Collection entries
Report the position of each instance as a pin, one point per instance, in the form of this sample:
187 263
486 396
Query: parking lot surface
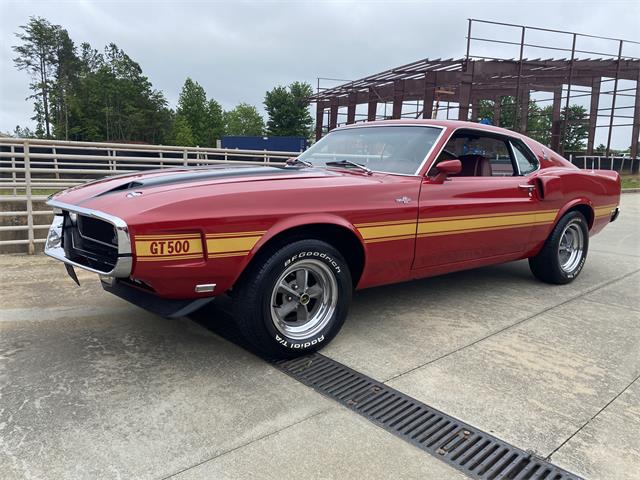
93 387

= Your task =
Output all the entries above verbatim, please. No images.

= Your response =
Report the position of each instance as a pin, one point per instance, in the form of this sample:
187 263
486 396
Query: parking lot surface
93 387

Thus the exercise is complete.